▶ **EXERCISE 1**:
Decide whether each statement agrees with the typewriter passage, answering yes or no and quoting the deciding words: (a) the conversation about the typewriter happens in the parents' kitchen; (b) the narrator is a parent of a kindergartner; (c) the narrator spends most of their working life in Word documents.
▶ **EXERCISE 2**:
Quote the typewriter passage, starting at the words "My Dad looked" and ending after "boil maple syrup.".

“Hey, Dad,” I said, “do you happen to have your old typewriter?”
My Dad looked at me with surprise. We were sitting in my parents’ living room in Vermont. We were still nursing our morning coffee. Beyond the windows, the surrounding forest was sunny and still.
“I believe,” he said, “it’s still in the garage. But – why do you ask?”
“I know it sounds crazy,” I replied, “but I’ve had a hankering to have one.”
We had planned to visit my parents anyway, but COVID-19 had lengthened our stay. Alone, I could weather self-quarantine just fine. Work from home? Watch more Netflix? Work out on the stationary bike? All that sounded luxurious. But as the parents of a rambunctious kindergartner, my wife and I decided to escape to the backwoods of Vermont, where I grew up. We spent a long weekend hiking local trails, pillow-fighting in my childhood bedroom, and watching my Dad boil maple syrup.
Then I remembered the typewriter. As more and more knickknacks flow from my parents’ garage to my own, I have started to remember long-dormant artifacts. I had no “need” for a manual typewriter; most of my working life is spent sifting through Google Docs. But the snap of tiny hammers has always been my siren song. I frequently use a typewriter app to mimic the experience. The staccato pace matches my mental rhythm. To find my inner Hemingway, a Word document falls short.

▶ **EXTRACTED DATA**:
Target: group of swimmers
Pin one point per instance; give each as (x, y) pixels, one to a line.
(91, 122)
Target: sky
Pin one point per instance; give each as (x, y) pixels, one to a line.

▶ **EXERCISE OUTPUT 1**:
(a) No: "We were sitting in my parents’ living room in Vermont."
(b) Yes: "as the parents of a rambunctious kindergartner, my wife and I decided to escape to the backwoods of Vermont"
(c) No: "most of my working life is spent sifting through Google Docs."

▶ **EXERCISE OUTPUT 2**:
My Dad looked at me with surprise. We were sitting in my parents’ living room in Vermont. We were still nursing our morning coffee. Beyond the windows, the surrounding forest was sunny and still.
“I believe,” he said, “it’s still in the garage. But – why do you ask?”
“I know it sounds crazy,” I replied, “but I’ve had a hankering to have one.”
We had planned to visit my parents anyway, but COVID-19 had lengthened our stay. Alone, I could weather self-quarantine just fine. Work from home? Watch more Netflix? Work out on the stationary bike? All that sounded luxurious. But as the parents of a rambunctious kindergartner, my wife and I decided to escape to the backwoods of Vermont, where I grew up. We spent a long weekend hiking local trails, pillow-fighting in my childhood bedroom, and watching my Dad boil maple syrup.